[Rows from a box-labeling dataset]
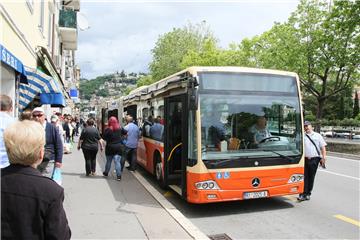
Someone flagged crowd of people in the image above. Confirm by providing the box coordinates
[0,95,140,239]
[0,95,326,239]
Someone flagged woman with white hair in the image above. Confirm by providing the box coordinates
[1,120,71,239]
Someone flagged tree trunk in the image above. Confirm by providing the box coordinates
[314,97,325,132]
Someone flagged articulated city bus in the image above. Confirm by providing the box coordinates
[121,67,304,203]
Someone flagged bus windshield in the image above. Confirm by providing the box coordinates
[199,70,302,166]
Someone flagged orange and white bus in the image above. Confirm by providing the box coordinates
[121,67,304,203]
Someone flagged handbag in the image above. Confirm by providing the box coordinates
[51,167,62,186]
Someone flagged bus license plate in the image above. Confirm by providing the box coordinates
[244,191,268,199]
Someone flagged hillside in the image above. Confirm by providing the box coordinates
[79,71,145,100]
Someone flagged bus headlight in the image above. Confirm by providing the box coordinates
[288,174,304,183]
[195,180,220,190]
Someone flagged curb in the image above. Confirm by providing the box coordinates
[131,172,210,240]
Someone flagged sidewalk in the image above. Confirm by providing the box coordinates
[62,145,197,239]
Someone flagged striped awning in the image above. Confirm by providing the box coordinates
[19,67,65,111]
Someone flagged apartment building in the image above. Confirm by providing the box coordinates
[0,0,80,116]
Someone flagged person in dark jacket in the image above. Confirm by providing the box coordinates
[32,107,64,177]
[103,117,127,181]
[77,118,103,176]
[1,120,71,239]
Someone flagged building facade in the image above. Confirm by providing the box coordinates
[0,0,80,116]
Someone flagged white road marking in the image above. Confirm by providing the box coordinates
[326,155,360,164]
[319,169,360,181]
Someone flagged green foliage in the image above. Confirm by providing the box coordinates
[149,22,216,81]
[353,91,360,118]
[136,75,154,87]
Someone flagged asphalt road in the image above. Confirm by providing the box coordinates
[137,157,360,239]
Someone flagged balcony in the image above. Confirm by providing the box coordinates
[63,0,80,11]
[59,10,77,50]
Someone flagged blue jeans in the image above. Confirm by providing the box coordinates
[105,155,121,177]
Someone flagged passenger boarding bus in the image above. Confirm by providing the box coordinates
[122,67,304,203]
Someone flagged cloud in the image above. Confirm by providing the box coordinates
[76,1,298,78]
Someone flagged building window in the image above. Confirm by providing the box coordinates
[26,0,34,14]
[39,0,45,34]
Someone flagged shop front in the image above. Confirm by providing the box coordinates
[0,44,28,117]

■ Goal
Please copy the lines above exactly, from the line holding "Someone flagged blue" through the last line, inclusive.

■ Full response
Someone flagged blue jeans in the image above. Confirm by providing the box coordinates
[105,155,121,177]
Someone flagged passenger boarding bus in the image above. Confirm by providing the box coordinates
[122,67,304,203]
Someone flagged cloud in the image above. Confirm by providing the box coordinates
[76,1,298,78]
Someone flagged building window in the image above. Confirm by providing the box coordinates
[26,0,34,14]
[39,0,45,34]
Someone flagged shop front in the image above. Confirm by providing the box coordinates
[0,44,28,117]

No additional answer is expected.